## PROMPT
Should any entry look odd, write it out exactly anyway, along with all the rest.

## RECORDED DATA
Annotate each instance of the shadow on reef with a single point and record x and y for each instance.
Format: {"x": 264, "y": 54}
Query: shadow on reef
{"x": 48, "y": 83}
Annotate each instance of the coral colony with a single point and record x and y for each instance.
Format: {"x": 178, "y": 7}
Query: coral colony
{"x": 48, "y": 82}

## ANSWER SPACE
Annotate each instance of the shadow on reef with a single point and record x and y for each instance.
Format: {"x": 264, "y": 54}
Query: shadow on reef
{"x": 48, "y": 83}
Annotate each instance of the coral colony with a single point and record x and y for each instance.
Format: {"x": 178, "y": 7}
Query: coral colony
{"x": 48, "y": 82}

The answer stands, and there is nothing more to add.